Repeat all the data word for word.
-----
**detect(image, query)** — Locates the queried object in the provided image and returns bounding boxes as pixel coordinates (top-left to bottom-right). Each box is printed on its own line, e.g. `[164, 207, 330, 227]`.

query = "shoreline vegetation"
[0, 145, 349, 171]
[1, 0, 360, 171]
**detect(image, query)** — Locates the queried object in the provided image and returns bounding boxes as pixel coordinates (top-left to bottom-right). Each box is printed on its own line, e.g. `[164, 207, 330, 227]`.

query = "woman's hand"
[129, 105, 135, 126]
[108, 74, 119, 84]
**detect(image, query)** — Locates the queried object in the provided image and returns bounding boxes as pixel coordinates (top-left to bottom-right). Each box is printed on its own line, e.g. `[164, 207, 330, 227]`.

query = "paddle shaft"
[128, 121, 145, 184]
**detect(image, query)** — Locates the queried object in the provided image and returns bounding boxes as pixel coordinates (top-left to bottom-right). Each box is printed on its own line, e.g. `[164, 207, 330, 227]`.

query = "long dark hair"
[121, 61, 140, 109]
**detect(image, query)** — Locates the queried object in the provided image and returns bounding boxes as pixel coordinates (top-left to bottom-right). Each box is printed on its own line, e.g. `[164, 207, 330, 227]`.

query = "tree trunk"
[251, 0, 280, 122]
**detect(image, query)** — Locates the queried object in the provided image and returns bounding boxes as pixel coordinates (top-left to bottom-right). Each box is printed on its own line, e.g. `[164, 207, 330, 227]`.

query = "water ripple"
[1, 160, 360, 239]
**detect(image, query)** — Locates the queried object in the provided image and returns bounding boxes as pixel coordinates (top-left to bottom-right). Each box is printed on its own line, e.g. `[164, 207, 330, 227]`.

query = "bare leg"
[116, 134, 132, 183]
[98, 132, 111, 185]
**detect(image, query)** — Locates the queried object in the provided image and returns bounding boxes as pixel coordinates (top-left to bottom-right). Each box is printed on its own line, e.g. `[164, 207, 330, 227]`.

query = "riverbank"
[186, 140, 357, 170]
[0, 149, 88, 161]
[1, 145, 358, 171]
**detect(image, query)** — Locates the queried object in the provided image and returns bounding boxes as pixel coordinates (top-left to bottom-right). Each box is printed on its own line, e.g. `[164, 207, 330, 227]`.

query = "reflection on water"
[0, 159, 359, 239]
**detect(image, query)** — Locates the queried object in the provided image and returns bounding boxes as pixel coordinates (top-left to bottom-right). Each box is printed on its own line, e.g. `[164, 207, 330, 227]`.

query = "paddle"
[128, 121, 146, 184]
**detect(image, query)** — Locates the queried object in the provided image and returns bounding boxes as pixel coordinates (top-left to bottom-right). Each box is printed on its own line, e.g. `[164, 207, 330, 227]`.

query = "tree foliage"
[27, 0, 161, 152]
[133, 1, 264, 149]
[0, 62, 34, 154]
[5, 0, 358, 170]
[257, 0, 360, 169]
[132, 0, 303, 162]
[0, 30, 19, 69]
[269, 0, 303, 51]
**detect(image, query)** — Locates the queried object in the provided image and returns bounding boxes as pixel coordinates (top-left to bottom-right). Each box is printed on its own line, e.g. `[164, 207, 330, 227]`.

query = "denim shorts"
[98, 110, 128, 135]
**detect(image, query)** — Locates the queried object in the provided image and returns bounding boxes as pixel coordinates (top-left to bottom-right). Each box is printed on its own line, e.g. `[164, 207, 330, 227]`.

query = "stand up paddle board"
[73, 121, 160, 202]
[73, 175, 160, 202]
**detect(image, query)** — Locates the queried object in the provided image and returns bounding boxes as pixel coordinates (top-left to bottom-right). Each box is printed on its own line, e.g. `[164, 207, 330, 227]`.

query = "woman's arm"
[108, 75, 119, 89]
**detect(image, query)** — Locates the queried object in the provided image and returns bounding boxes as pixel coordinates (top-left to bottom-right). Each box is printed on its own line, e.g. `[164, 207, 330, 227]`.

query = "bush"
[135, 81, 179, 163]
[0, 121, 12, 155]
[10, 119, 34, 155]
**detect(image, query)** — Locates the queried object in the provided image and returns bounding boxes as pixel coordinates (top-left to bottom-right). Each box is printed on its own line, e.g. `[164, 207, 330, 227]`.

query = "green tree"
-----
▶ **THE ANSWER**
**detect(image, query)** — Locates the queried object in the provided image and returns bounding boxes as pixel coordinates (top-left to bottom-right). Each box is printed on its own line, e.g. `[164, 207, 330, 227]`.

query = "shoreline vegetation"
[0, 145, 349, 171]
[1, 0, 360, 171]
**detect(image, query)** — Locates the queried object in the provided image and returns bounding boxes as pixel coordinates (top-left to bottom-right). Each box is printed on its own line, e.g. `[164, 207, 330, 227]`.

query = "woman's hand"
[129, 105, 135, 126]
[108, 74, 119, 84]
**detect(image, query)** — Locates the queried object in the provided image and returns bounding boxes as pixel coordinates (top-left to bottom-right). Each box is printed on its own line, e.g. `[164, 207, 330, 227]`.

query = "paddle shaft"
[128, 121, 145, 184]
**detect(image, query)** — Locates the queried object in the provided image and returns bounding boxes as pixel coordinates (top-left to bottom-right). Each box is printed on its own line, e.g. `[164, 207, 330, 227]`.

query = "long dark hair"
[121, 61, 140, 109]
**detect(image, query)** — Locates the queried object in the provided image and returns bounding boxes as pixel coordinates (top-left to bottom-right). Each box is printed on its own line, e.g. `[164, 207, 330, 227]`.

query = "tree trunk"
[251, 0, 280, 122]
**detect(image, query)** — Locates the queried object in the provided image and returns bounding boxes as pixel coordinates (top-left to bottom-right). Each box is printed on its own line, e.g. `[164, 207, 330, 227]`.

query = "water ripple"
[1, 160, 360, 239]
**detect(image, query)** — Locates the queried object in the provided image and returns bounding boxes as pixel coordinates (top-left to bottom-right). Each box is printed on its own line, e.g. `[164, 207, 330, 227]`.

query = "bare leg"
[116, 134, 132, 183]
[98, 132, 111, 185]
**detect(image, query)** — Locates the queried object in the provided image and returns bounding boxes as pixel coordinates (top-left to bottom-right). Each box is printed on its own line, e.g. `[164, 207, 330, 227]`.

query = "riverbank"
[186, 140, 357, 170]
[0, 149, 88, 161]
[1, 145, 358, 171]
**detect(image, query)** — Locates the queried object in the provided image and returns bounding boxes as pixel coordinates (top-left to bottom-right). Each box is printed on its own line, e.g. `[164, 207, 330, 227]`.

query = "reflection on water"
[0, 159, 359, 239]
**detect(image, query)** — Locates the queried object in the provided image and returns bounding boxes as pixel coordinates (top-left to bottom-right). Each box is printed on its own line, e.g. `[164, 207, 330, 227]`.

query = "paddle"
[128, 121, 146, 184]
**detect(image, query)** — Locates the queried object in the provided image and returns bounding boxes as pixel coordinates (top-left to bottom-right). Each box is printed on its own line, e.g. `[164, 207, 330, 227]`.

query = "tree foliage"
[27, 0, 161, 152]
[133, 1, 264, 149]
[0, 62, 34, 154]
[5, 0, 358, 170]
[257, 0, 360, 169]
[132, 0, 303, 162]
[0, 30, 19, 69]
[269, 0, 303, 51]
**detect(image, query)** — Locates the queried object in the provided image and returns bounding boxes as pixel coordinates (top-left to bottom-right). Each box is printed on its own line, e.g. `[164, 207, 330, 227]`.

query = "denim shorts"
[98, 110, 128, 135]
**detect(image, query)** — Locates the queried object in the provided image and returns bounding boxes as pixel coordinates (top-left to bottom-right). Each box is printed on its own line, e.g. `[164, 207, 330, 227]`.

query = "stand up paddle board"
[73, 121, 160, 202]
[73, 175, 160, 202]
**detect(image, query)** — Locates the queried object in the provided image and returns bounding boxes as pixel coordinates (top-left to bottom-right). Each box is printed on its own line, e.g. `[164, 207, 330, 227]`.

query = "woman's arm"
[108, 75, 119, 89]
**detect(image, query)** — Locates the queried object in the provided image and returns bounding boxes as pixel coordinates (top-left to bottom-right). Each box is printed on its own line, e.g. `[164, 207, 330, 227]`.

query = "bush"
[135, 81, 179, 163]
[0, 121, 12, 155]
[10, 119, 34, 155]
**detect(image, query)** — Locates the queried object in the provided image and returns bounding boxes as pixel coordinates (top-left to bottom-right). Each box is printed on its own line, e.g. `[164, 207, 330, 227]`.

query = "green tree"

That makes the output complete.